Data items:

----------------

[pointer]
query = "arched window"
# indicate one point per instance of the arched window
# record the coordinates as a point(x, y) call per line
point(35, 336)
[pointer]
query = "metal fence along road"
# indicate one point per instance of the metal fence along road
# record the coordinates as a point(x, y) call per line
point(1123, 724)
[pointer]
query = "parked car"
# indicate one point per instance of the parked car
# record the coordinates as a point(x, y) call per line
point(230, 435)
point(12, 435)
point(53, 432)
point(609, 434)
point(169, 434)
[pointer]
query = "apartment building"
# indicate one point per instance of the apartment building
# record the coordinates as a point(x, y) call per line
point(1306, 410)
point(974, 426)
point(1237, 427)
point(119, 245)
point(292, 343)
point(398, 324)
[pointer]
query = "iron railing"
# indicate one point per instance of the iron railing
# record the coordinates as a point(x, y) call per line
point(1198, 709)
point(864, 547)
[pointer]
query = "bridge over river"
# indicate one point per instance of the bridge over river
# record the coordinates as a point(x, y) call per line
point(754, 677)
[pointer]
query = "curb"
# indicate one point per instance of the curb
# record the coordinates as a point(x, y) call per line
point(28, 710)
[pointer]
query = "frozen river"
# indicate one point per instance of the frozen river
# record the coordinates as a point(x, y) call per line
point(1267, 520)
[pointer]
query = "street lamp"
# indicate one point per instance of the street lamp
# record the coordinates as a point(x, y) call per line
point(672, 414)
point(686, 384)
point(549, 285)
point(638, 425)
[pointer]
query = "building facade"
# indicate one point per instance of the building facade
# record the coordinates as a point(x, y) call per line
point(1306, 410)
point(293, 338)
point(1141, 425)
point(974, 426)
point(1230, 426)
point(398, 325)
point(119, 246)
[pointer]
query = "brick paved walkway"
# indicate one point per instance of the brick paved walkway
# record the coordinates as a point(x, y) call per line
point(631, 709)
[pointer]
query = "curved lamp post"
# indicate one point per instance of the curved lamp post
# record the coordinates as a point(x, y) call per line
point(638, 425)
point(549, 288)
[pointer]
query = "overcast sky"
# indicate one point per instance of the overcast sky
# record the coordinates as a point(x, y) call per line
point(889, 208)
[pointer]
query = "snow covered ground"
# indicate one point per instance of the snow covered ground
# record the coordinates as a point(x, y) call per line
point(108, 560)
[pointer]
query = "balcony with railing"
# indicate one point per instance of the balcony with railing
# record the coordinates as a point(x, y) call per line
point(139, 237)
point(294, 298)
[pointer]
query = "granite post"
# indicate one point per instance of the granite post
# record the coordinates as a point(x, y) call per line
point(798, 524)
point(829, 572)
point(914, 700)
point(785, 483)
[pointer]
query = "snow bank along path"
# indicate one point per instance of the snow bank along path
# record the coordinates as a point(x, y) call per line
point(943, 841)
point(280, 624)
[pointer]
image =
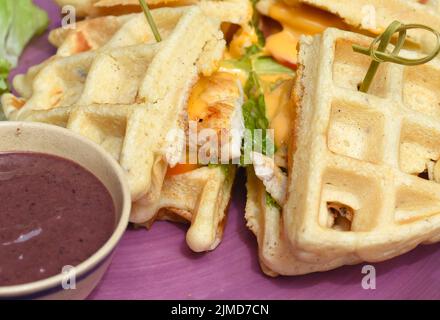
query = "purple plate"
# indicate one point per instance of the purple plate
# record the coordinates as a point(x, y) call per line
point(157, 264)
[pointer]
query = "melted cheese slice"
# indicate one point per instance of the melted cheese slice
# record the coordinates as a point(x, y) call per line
point(296, 19)
point(280, 110)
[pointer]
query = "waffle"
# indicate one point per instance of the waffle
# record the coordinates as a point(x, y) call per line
point(363, 167)
point(110, 82)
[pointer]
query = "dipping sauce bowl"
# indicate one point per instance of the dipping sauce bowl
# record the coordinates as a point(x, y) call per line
point(79, 281)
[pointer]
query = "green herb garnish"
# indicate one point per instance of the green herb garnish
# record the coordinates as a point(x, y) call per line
point(150, 20)
point(5, 67)
point(224, 167)
point(380, 53)
point(255, 64)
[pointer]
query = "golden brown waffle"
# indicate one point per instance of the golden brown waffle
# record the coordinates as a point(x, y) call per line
point(356, 189)
point(110, 81)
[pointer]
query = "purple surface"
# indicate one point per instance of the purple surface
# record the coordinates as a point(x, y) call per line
point(157, 264)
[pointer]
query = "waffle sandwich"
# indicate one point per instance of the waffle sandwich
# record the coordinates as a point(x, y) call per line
point(369, 17)
point(363, 167)
point(111, 82)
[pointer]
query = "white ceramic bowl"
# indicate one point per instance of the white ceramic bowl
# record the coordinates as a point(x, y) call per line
point(37, 137)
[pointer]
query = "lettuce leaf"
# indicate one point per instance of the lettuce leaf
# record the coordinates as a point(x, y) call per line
point(20, 20)
point(5, 67)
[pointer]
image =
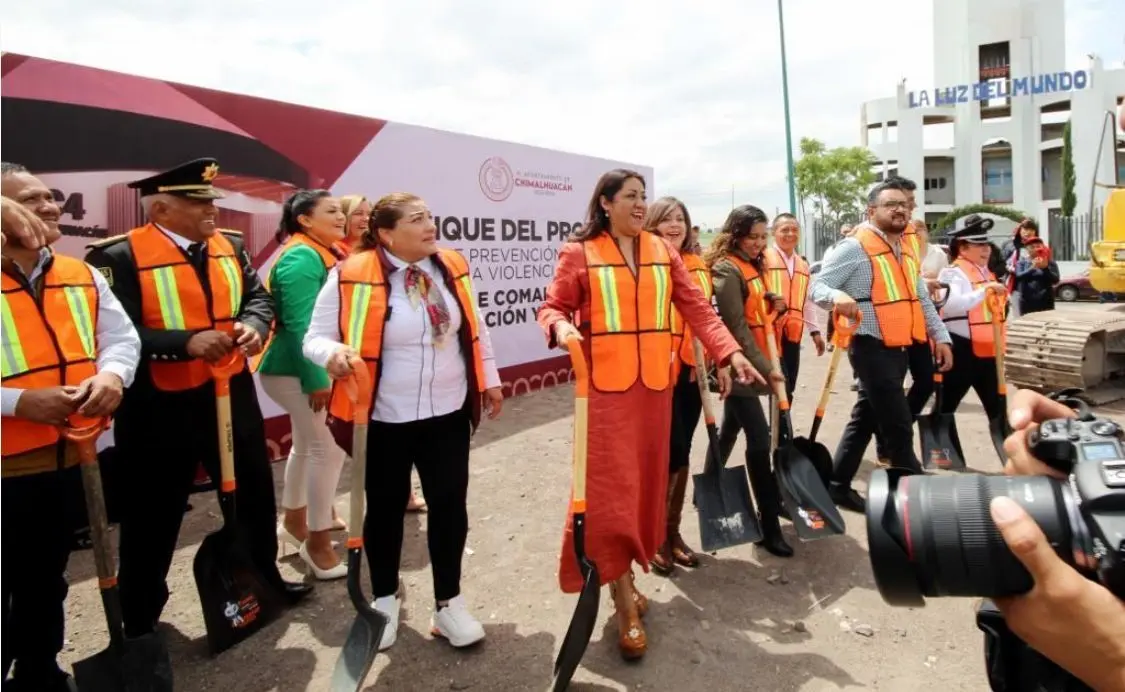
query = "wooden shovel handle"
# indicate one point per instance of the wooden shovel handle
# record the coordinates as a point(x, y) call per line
point(997, 304)
point(701, 380)
point(581, 418)
point(223, 371)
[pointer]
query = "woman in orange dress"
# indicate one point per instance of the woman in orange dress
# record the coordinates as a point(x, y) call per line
point(623, 282)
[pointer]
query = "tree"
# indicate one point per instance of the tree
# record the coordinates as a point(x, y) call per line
point(834, 181)
point(1069, 201)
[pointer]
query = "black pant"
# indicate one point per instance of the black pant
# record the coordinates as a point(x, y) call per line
point(880, 404)
point(439, 448)
point(745, 413)
point(38, 523)
point(686, 406)
point(970, 370)
point(161, 439)
point(920, 362)
point(790, 365)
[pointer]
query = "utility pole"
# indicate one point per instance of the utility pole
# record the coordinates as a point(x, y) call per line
point(789, 134)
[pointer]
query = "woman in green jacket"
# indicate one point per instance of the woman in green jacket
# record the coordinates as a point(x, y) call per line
point(735, 259)
point(312, 223)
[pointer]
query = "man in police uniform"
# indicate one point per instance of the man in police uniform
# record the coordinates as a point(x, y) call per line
point(69, 348)
point(194, 296)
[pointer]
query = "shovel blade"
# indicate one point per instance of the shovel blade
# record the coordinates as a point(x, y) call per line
point(359, 652)
point(939, 442)
point(804, 495)
point(146, 664)
point(999, 430)
point(100, 673)
point(236, 600)
point(362, 643)
point(581, 630)
point(727, 515)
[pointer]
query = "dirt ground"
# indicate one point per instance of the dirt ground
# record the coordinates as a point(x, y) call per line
point(745, 620)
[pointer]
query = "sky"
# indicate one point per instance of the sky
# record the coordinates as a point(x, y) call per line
point(692, 89)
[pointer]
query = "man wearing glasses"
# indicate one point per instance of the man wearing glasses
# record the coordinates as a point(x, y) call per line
point(875, 273)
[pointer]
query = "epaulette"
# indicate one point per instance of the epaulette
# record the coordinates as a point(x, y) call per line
point(106, 242)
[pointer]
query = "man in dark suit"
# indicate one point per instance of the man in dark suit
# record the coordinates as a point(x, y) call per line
point(194, 295)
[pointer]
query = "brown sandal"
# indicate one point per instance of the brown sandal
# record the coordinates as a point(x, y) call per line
point(631, 638)
point(664, 562)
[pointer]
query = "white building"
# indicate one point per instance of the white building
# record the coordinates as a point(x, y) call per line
point(990, 128)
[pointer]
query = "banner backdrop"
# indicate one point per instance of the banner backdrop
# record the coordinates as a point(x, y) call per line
point(506, 206)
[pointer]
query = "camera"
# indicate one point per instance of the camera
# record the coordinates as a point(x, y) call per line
point(933, 536)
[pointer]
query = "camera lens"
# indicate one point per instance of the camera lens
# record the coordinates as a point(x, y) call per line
point(933, 536)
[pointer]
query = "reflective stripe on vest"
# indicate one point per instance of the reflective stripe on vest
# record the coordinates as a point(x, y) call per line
point(363, 291)
point(630, 316)
point(793, 289)
point(893, 290)
point(980, 317)
point(755, 296)
point(172, 297)
point(46, 342)
point(297, 240)
point(681, 331)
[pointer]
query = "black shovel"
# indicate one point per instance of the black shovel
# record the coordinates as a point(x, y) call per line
point(998, 425)
point(939, 445)
point(236, 600)
point(721, 495)
point(138, 664)
point(937, 434)
point(802, 488)
point(363, 637)
point(817, 452)
point(585, 611)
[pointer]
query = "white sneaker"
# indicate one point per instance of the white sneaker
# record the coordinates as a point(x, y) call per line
point(388, 605)
point(455, 623)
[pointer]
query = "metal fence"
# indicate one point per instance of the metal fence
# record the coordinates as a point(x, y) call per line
point(1070, 236)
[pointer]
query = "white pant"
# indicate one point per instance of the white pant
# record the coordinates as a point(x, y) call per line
point(312, 472)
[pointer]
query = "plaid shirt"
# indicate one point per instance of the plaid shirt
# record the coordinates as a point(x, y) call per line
point(846, 269)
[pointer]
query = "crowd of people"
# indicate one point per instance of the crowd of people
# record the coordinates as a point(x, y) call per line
point(131, 332)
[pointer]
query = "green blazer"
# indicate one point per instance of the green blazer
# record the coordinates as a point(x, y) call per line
point(295, 280)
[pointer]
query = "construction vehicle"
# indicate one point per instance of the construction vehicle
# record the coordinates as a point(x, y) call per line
point(1080, 347)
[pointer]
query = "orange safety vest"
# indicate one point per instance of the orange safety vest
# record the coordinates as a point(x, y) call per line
point(894, 290)
point(172, 297)
point(755, 297)
point(363, 294)
point(681, 331)
point(980, 317)
point(47, 342)
point(327, 257)
point(794, 289)
point(630, 316)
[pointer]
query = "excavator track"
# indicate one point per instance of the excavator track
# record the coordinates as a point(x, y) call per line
point(1069, 347)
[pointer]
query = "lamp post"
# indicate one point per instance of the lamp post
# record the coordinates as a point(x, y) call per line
point(789, 133)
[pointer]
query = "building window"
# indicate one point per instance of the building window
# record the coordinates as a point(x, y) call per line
point(997, 180)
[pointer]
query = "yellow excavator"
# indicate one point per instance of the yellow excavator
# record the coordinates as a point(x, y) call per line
point(1080, 347)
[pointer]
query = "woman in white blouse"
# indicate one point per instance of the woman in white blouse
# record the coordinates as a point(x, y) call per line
point(406, 307)
point(969, 318)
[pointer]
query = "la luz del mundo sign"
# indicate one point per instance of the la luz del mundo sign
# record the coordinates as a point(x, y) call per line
point(1000, 89)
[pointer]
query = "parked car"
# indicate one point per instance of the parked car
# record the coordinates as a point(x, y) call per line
point(1078, 288)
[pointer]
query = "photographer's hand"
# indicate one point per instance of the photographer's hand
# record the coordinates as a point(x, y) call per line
point(1028, 410)
point(1071, 620)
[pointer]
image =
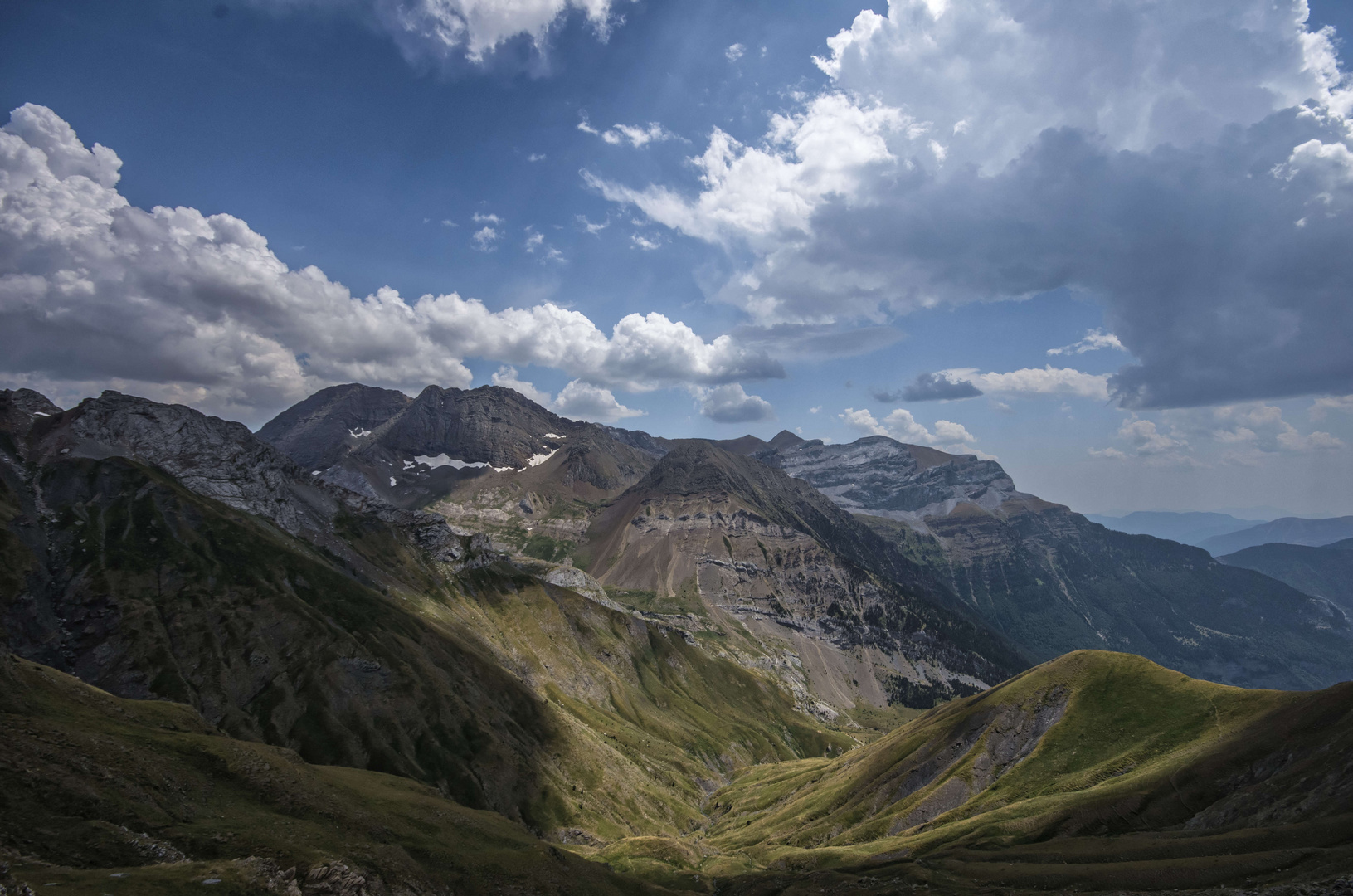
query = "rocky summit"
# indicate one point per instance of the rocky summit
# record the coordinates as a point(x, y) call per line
point(458, 643)
point(1053, 581)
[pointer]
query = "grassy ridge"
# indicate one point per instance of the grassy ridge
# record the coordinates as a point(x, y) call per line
point(92, 786)
point(1126, 747)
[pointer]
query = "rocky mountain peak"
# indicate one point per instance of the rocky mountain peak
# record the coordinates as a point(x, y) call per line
point(785, 439)
point(321, 429)
point(19, 407)
point(893, 480)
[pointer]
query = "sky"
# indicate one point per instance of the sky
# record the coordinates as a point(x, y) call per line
point(1107, 244)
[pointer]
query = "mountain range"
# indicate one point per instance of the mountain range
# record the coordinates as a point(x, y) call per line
point(1187, 528)
point(1284, 531)
point(459, 643)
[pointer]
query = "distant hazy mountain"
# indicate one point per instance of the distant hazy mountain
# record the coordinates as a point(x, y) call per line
point(1187, 528)
point(1053, 581)
point(1321, 572)
point(1286, 531)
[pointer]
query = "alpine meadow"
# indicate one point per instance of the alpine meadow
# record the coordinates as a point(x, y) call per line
point(652, 447)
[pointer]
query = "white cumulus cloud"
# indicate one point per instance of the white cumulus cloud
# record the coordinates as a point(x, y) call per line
point(1187, 164)
point(902, 426)
point(178, 304)
point(729, 403)
point(577, 400)
point(443, 30)
point(1093, 341)
point(1037, 381)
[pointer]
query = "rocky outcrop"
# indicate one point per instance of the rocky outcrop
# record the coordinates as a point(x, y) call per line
point(321, 429)
point(1054, 582)
point(225, 462)
point(458, 441)
point(724, 543)
point(891, 480)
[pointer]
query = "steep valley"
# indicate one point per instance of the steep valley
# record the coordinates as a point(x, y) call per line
point(667, 666)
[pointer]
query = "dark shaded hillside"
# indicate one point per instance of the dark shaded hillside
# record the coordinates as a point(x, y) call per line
point(1320, 572)
point(373, 638)
point(146, 797)
point(146, 591)
point(1052, 581)
point(321, 429)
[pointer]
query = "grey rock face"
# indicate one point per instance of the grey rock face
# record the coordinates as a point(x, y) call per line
point(892, 480)
point(448, 436)
point(214, 458)
point(319, 431)
point(21, 407)
point(223, 460)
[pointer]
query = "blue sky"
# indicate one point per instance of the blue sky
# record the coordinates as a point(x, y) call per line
point(934, 197)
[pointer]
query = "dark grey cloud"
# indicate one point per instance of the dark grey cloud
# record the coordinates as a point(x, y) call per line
point(930, 387)
point(1224, 268)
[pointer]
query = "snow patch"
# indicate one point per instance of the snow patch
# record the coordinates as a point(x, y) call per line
point(444, 460)
point(538, 459)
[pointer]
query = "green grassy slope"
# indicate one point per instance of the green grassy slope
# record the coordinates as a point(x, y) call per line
point(92, 786)
point(1074, 760)
point(502, 692)
point(1053, 582)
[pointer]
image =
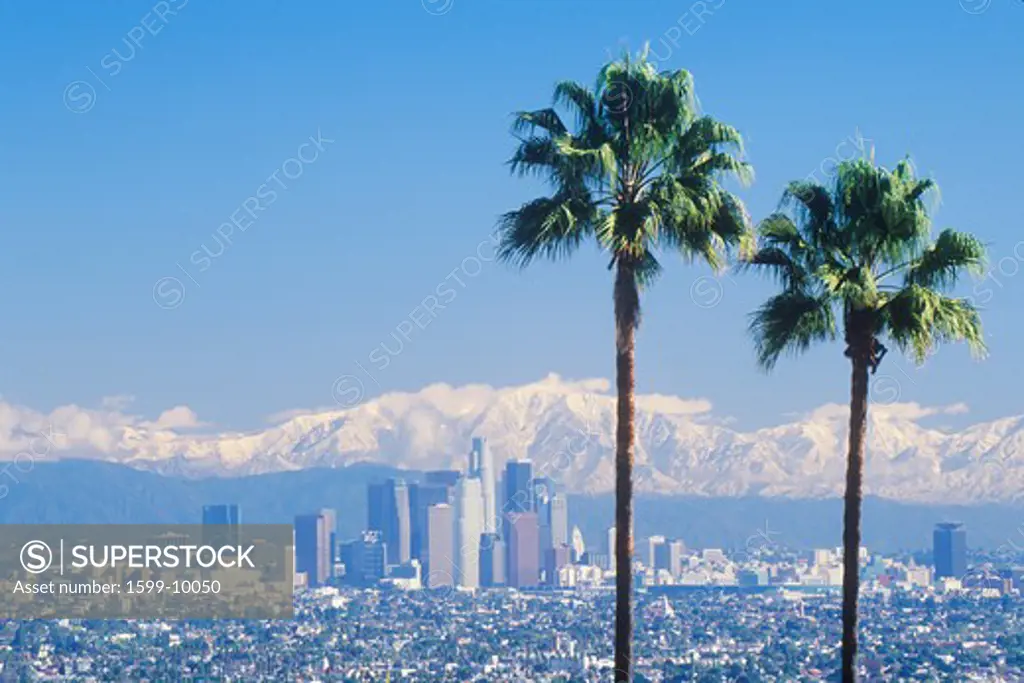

----------------

• _ABOUT THIS EXERCISE_: Show every line of the records above that contains the word "peak".

• _EXERCISE ANSWER_:
query = "rocky mountain peak"
# indicate one point per instance of the rocky mountain peak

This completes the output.